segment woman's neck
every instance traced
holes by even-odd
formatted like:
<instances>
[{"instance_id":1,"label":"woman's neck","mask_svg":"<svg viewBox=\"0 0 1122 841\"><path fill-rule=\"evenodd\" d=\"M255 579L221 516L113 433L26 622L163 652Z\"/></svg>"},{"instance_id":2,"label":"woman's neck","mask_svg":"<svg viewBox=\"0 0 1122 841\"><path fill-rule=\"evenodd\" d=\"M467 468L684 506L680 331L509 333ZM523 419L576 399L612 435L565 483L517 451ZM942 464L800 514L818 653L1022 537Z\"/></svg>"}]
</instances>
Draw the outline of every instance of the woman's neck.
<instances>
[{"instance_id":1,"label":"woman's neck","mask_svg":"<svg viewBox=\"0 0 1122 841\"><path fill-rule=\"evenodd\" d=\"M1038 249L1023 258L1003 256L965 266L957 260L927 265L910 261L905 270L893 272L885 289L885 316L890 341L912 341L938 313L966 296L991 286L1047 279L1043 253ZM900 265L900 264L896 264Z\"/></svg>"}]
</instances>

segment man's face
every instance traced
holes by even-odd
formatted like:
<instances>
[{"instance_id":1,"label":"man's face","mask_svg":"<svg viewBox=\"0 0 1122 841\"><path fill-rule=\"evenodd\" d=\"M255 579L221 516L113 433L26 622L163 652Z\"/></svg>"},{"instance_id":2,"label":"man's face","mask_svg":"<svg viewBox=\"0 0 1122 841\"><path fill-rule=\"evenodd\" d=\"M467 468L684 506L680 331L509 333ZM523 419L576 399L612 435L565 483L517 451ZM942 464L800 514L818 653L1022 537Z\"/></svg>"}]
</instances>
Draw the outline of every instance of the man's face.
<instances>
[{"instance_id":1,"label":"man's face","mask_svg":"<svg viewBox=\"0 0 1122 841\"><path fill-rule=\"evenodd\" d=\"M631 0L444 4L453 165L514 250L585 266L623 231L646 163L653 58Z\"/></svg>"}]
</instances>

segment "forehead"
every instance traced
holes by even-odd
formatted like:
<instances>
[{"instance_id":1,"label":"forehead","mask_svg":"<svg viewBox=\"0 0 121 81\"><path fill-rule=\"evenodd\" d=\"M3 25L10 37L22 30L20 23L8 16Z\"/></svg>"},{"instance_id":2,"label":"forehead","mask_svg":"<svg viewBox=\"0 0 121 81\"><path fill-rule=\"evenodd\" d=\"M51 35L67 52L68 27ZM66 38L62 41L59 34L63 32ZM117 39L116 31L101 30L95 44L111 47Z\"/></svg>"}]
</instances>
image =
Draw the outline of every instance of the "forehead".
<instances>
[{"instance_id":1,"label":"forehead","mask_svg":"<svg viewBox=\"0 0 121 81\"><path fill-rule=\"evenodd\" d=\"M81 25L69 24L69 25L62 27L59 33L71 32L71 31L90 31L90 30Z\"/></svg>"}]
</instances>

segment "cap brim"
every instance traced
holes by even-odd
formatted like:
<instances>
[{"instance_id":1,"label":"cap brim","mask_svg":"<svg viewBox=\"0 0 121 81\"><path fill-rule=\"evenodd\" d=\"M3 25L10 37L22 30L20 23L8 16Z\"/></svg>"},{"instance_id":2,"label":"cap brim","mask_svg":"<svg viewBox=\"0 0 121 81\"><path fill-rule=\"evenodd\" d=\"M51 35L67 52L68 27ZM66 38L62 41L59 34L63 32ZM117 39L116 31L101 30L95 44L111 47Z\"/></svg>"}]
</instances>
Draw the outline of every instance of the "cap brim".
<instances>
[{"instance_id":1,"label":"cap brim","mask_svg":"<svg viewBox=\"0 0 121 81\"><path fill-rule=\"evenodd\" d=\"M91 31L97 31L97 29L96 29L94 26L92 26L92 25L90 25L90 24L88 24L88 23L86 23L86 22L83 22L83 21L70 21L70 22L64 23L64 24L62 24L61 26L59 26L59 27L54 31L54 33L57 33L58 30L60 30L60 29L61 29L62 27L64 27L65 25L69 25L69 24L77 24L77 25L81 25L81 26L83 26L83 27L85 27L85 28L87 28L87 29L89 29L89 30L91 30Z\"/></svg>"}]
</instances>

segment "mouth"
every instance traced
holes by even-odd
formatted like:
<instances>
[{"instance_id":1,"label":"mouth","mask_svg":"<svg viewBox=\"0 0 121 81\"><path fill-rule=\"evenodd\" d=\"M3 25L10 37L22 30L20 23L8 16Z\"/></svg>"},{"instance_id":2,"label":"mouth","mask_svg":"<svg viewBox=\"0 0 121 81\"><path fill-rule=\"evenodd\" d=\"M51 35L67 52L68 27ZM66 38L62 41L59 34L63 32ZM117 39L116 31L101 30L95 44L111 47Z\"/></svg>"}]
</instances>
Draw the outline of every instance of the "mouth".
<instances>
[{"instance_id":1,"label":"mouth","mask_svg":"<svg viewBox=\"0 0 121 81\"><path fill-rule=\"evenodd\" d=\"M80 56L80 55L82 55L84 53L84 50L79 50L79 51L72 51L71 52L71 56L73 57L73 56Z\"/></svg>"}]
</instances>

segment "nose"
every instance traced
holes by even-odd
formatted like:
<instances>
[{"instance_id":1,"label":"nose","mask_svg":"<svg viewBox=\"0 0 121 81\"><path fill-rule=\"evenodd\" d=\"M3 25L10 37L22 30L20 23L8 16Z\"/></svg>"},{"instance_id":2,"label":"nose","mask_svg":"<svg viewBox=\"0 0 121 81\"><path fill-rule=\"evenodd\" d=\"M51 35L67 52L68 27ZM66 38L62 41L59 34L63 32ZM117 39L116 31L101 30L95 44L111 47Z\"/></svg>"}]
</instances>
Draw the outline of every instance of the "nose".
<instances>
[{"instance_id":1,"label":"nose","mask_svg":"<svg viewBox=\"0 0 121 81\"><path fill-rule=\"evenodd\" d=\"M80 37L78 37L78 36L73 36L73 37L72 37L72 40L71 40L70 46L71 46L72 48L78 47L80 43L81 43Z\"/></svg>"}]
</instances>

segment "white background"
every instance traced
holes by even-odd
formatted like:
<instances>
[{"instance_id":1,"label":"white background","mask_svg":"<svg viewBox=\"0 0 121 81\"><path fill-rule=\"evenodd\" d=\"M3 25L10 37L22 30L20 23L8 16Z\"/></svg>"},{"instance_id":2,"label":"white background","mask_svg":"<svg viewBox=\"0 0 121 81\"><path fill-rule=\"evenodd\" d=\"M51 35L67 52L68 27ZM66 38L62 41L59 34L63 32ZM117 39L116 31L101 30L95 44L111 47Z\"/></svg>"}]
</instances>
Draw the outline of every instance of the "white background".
◇ ◇ ◇ ◇ ◇
### Exercise brief:
From the data above, select each line that contains the string "neck" and reproduce those lines unchanged.

### Answer to this task:
segment woman's neck
[{"instance_id":1,"label":"woman's neck","mask_svg":"<svg viewBox=\"0 0 1122 841\"><path fill-rule=\"evenodd\" d=\"M255 579L221 516L113 433L26 622L163 652Z\"/></svg>"},{"instance_id":2,"label":"woman's neck","mask_svg":"<svg viewBox=\"0 0 1122 841\"><path fill-rule=\"evenodd\" d=\"M467 468L684 506L680 331L509 333ZM523 419L576 399L612 435L565 483L517 451ZM942 464L800 514L818 653L1022 537Z\"/></svg>"}]
Draw the outline of every instance of the woman's neck.
[{"instance_id":1,"label":"woman's neck","mask_svg":"<svg viewBox=\"0 0 1122 841\"><path fill-rule=\"evenodd\" d=\"M1038 249L1023 258L1003 256L965 266L957 260L927 265L910 261L905 270L893 272L885 289L885 316L890 341L912 341L938 313L966 296L991 286L1047 279L1043 253ZM900 265L900 264L896 264Z\"/></svg>"}]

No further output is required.